Reproduce the data below character for character, beginning with its first line and ending with the line that contains "340, 383, 367]]".

:: Supplied information ::

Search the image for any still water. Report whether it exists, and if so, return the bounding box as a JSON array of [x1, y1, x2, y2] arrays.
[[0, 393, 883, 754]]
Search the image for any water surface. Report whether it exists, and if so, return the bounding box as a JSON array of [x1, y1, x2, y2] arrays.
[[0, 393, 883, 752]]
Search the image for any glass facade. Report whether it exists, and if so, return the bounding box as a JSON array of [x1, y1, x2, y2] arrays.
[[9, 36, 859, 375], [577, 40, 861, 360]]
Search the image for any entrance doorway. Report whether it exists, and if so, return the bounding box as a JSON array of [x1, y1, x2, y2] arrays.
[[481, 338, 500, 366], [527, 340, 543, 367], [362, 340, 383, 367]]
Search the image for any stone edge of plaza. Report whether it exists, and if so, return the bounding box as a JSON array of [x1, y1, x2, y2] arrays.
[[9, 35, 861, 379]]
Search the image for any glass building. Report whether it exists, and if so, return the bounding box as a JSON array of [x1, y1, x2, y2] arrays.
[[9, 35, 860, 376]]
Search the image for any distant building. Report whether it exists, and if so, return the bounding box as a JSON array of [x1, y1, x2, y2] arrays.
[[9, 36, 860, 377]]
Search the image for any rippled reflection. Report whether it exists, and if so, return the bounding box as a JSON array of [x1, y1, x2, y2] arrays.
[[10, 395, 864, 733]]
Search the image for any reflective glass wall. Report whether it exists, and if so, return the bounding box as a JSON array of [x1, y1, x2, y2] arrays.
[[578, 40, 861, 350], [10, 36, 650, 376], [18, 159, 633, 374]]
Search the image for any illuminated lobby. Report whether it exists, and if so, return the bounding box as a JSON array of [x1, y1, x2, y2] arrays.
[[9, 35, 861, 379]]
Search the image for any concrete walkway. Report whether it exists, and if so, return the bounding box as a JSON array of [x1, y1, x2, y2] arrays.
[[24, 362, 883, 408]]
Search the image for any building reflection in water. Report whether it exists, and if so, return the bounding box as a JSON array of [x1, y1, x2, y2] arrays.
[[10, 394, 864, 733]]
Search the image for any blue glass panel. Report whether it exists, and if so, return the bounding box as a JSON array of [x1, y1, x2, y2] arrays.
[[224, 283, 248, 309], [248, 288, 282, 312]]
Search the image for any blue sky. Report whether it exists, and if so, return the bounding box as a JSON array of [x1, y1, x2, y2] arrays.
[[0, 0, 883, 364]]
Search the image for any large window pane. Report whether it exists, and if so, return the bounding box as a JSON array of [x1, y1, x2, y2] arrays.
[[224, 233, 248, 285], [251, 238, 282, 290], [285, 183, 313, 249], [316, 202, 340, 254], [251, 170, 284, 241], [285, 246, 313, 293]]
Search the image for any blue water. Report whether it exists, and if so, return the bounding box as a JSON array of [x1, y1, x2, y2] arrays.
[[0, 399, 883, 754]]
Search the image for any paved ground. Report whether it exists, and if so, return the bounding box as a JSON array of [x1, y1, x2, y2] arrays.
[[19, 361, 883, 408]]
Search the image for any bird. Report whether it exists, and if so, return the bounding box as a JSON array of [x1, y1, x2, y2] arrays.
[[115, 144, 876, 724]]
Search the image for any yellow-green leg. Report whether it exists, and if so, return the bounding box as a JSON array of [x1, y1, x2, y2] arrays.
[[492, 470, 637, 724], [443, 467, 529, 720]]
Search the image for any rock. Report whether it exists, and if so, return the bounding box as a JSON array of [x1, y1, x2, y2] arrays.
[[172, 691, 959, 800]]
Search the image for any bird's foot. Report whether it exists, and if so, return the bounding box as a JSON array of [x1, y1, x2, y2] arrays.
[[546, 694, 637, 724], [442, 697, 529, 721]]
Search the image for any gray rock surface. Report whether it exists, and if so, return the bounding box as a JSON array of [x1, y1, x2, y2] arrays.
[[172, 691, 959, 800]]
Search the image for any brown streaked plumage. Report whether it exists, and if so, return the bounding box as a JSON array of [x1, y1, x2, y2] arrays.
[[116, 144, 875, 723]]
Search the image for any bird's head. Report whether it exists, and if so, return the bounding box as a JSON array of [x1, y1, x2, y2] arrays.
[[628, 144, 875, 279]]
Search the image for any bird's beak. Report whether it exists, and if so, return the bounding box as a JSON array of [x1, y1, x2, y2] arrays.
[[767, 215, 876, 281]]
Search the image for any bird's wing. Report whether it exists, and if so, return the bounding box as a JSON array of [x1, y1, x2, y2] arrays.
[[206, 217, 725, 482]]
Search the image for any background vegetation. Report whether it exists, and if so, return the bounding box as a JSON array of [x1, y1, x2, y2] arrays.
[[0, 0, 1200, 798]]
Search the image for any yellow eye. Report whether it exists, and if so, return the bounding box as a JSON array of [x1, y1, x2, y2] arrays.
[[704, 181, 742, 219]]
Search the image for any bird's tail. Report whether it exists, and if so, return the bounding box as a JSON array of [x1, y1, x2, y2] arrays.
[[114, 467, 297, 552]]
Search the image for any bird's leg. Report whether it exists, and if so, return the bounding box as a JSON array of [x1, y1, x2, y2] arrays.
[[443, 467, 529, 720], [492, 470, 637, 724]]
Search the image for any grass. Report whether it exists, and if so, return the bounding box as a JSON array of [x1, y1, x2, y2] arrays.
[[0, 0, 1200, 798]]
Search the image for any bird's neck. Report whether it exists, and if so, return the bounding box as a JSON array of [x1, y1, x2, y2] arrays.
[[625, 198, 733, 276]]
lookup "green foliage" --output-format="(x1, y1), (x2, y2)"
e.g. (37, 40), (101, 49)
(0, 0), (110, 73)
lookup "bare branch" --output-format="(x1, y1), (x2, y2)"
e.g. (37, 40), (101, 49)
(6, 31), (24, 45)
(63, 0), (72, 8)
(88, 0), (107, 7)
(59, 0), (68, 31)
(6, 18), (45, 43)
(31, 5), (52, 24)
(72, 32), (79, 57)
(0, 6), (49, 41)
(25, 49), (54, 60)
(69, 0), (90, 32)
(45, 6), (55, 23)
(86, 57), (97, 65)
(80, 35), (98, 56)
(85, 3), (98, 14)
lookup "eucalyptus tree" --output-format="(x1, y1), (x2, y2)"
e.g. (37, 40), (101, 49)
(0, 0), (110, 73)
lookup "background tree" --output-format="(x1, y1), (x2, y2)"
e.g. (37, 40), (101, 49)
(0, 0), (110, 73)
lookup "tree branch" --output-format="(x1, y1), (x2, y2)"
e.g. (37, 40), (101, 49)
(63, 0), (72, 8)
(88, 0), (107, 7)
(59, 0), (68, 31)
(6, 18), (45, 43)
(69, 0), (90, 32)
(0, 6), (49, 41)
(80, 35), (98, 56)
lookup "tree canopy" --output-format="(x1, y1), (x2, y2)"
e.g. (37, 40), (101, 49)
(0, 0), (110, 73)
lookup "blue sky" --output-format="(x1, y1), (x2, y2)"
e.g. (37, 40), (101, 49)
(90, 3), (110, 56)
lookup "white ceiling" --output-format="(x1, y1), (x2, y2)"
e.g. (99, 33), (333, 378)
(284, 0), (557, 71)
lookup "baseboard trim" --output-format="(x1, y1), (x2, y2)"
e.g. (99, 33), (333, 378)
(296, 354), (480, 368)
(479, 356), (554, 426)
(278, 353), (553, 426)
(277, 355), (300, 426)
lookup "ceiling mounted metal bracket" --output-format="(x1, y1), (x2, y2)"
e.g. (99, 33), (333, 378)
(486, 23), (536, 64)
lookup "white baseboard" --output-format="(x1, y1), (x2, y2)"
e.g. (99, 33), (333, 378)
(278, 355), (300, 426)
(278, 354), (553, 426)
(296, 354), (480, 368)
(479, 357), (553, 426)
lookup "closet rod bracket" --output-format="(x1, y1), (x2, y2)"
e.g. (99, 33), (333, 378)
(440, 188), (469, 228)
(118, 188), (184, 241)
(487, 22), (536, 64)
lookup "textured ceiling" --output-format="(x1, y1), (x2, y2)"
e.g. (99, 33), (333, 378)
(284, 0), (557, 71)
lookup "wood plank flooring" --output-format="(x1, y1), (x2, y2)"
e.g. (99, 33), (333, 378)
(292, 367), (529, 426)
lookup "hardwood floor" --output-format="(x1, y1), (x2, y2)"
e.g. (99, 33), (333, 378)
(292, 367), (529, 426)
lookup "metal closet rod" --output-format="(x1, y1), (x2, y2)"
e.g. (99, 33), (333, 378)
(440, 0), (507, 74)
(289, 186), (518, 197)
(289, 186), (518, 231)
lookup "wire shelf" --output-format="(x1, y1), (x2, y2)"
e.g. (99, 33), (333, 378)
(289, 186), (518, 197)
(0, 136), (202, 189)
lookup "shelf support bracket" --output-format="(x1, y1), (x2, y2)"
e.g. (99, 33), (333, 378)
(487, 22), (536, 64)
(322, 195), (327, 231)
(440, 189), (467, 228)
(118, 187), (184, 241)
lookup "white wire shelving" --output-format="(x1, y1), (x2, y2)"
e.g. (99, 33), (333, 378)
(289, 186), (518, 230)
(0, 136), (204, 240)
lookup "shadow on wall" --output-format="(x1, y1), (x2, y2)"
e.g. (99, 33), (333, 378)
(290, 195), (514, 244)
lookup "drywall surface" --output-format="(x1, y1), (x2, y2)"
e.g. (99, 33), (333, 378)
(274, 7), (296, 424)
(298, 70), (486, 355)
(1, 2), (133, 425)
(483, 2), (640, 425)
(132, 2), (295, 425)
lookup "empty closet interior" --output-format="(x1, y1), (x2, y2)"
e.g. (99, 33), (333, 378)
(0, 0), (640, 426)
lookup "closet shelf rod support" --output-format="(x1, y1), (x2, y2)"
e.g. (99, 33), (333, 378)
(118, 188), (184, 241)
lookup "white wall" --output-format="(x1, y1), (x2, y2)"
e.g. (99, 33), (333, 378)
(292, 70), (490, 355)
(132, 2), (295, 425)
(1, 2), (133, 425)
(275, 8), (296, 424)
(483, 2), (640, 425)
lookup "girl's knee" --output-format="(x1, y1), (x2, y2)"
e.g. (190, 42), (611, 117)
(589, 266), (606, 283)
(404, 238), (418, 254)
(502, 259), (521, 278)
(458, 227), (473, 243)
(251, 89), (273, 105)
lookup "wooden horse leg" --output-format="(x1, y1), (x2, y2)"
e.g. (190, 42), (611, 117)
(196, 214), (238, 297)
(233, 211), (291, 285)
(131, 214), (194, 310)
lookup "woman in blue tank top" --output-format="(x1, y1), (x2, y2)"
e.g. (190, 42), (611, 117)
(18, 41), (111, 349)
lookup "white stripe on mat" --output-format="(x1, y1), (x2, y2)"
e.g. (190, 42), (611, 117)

:::

Solution:
Search the image for any still water. Report whether it exists, and if so, return the bounding box as a JSON array of [x1, y1, x2, y2] arrays.
[[0, 393, 883, 754]]
Search the image for any water surface. Report whether it exists, and if so, return the bounding box as a JSON array of [x1, y1, x2, y2] arrays.
[[0, 393, 883, 752]]
Search the image for any glass facade. Report whether it exists, and if so, return the bounding box as a JSON array of [x1, y1, x2, y2] arrays.
[[9, 36, 859, 375], [577, 40, 861, 360]]
Search the image for any entrance doorway. Report whether it exists, and if so, return the bounding box as a JSON array of [x1, y1, x2, y2] arrays.
[[481, 338, 500, 366], [527, 340, 543, 367], [362, 340, 383, 367]]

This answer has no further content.